Which lines in the records below contain the word "blurred"? List every such line in full.

***** DATASET CONTENT

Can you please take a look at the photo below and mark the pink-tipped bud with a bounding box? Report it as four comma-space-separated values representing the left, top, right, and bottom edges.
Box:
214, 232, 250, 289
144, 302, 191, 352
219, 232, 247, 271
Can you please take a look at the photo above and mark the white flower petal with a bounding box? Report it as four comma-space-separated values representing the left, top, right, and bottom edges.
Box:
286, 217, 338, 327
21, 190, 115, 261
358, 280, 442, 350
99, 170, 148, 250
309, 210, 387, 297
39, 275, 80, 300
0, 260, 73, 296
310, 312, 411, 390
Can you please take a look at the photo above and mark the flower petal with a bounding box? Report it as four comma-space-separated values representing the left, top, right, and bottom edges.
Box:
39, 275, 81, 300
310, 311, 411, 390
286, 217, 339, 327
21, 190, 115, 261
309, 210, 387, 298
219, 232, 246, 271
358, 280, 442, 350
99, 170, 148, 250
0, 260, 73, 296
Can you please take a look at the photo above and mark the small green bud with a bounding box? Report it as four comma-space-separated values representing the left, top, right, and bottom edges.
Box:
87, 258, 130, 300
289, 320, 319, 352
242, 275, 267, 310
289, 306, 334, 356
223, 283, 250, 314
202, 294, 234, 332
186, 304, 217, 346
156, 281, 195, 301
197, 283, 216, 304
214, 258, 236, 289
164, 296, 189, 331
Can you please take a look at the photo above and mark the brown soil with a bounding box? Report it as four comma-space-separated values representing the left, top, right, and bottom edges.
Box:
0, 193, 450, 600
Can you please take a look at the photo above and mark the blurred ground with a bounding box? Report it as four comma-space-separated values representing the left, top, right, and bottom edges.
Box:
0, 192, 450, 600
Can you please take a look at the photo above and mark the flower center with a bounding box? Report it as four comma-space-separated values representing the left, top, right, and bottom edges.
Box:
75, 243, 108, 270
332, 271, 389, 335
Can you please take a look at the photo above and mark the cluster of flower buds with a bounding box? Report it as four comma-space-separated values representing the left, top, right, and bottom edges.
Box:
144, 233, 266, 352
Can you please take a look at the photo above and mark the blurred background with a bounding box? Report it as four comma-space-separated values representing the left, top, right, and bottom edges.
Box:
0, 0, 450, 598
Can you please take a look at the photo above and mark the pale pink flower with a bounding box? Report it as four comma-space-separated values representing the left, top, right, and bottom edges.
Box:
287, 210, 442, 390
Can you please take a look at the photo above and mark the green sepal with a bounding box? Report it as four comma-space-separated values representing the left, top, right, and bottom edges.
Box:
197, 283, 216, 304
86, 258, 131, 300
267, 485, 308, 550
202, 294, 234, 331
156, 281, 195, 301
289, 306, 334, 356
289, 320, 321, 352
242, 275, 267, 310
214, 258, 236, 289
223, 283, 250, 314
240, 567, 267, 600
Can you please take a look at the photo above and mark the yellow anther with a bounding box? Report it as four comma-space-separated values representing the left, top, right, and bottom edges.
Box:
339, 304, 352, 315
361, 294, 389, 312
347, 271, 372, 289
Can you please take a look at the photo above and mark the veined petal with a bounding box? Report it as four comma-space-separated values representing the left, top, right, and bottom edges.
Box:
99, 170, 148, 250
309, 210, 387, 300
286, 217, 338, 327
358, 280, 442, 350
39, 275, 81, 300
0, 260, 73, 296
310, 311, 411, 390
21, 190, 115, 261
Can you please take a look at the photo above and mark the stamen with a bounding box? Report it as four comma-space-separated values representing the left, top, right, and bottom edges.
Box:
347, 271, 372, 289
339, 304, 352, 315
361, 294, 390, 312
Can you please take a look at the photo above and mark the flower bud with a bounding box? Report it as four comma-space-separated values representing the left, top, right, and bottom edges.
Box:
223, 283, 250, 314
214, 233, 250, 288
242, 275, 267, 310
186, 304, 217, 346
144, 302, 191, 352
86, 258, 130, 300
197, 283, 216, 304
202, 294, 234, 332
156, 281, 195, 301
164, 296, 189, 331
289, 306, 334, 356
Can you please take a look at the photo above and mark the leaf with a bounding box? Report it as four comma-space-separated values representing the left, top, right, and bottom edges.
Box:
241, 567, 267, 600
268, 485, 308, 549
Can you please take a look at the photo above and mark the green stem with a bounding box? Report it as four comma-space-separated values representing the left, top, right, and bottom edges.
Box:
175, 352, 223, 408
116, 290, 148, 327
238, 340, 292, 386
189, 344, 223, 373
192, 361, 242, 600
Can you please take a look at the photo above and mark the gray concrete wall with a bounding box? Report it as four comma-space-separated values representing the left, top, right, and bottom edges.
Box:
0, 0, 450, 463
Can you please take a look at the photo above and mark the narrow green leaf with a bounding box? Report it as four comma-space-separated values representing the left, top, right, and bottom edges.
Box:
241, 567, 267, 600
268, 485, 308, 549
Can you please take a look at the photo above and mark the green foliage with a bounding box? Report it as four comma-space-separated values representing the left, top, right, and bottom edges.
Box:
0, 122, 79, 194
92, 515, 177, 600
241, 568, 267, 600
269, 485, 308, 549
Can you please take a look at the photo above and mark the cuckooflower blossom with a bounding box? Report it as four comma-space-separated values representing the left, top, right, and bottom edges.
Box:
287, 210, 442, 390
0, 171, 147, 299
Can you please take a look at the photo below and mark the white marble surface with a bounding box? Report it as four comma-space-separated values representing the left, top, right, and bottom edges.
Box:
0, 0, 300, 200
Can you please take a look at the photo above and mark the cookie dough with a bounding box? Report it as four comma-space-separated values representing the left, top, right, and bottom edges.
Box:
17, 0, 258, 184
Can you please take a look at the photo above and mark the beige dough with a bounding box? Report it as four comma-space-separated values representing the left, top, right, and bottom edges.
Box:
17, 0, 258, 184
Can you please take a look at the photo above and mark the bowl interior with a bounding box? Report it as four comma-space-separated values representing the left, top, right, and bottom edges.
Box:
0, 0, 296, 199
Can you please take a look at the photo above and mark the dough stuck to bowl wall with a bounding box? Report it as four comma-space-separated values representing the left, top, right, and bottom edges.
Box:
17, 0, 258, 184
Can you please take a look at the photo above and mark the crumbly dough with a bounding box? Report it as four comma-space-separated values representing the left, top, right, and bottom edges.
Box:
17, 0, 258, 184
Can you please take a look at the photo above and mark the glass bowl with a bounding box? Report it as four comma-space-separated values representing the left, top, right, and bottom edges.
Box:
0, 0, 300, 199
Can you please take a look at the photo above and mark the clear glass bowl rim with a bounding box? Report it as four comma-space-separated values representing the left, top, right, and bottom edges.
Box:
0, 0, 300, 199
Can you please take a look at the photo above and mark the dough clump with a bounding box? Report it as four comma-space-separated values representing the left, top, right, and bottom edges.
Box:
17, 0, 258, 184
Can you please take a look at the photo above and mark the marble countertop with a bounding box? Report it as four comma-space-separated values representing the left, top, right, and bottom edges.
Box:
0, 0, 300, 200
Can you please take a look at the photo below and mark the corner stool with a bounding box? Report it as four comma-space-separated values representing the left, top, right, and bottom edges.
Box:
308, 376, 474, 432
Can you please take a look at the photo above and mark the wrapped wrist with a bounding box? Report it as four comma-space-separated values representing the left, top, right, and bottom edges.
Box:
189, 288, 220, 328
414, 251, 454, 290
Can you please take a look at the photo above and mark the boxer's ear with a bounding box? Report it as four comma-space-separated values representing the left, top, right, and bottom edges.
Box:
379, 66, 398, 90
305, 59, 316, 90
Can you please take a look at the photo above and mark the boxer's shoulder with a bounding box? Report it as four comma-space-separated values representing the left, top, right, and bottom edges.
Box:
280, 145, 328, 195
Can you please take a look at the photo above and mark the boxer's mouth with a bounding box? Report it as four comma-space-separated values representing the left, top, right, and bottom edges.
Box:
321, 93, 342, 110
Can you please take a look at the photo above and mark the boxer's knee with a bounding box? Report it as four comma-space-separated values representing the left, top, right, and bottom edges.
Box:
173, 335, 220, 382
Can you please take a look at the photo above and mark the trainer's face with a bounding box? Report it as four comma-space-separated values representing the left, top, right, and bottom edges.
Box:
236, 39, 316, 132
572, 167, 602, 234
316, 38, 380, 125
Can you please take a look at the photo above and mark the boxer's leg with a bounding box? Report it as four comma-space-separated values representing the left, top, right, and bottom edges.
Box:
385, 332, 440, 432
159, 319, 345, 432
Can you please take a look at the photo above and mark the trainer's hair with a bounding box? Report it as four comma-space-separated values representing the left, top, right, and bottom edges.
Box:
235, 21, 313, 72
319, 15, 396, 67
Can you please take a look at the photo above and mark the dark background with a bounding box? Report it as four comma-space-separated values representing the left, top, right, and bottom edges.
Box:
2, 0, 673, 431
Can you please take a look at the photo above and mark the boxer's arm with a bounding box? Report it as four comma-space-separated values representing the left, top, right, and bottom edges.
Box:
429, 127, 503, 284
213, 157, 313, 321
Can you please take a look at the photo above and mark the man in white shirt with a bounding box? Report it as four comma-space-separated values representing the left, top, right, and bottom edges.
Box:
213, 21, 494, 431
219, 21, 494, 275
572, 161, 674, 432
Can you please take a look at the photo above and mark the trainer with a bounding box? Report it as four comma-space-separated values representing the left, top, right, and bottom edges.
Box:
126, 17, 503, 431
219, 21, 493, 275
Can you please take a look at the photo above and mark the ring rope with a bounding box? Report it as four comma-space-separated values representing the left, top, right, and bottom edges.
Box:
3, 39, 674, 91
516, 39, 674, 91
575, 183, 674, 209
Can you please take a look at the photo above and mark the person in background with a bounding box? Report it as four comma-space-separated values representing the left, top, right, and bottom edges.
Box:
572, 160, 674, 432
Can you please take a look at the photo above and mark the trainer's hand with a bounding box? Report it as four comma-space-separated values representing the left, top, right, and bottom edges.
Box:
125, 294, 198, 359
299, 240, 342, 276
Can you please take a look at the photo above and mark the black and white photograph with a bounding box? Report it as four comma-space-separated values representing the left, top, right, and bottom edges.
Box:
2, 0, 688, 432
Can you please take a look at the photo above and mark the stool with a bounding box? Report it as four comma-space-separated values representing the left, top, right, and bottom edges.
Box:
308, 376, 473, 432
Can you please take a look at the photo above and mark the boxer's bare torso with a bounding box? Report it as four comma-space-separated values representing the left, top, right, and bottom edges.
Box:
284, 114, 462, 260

**********

TASK RESULT
Can you please take a look at the photo above and mark the blurred ground with a bounding box? Report it as four comma-space-separated values representing the left, top, right, and bottom edges.
Can you please take a look at the photo above and mark the blurred background with a bounding box? Report it as four comma-space-separated values representing the left, top, right, and bottom edges.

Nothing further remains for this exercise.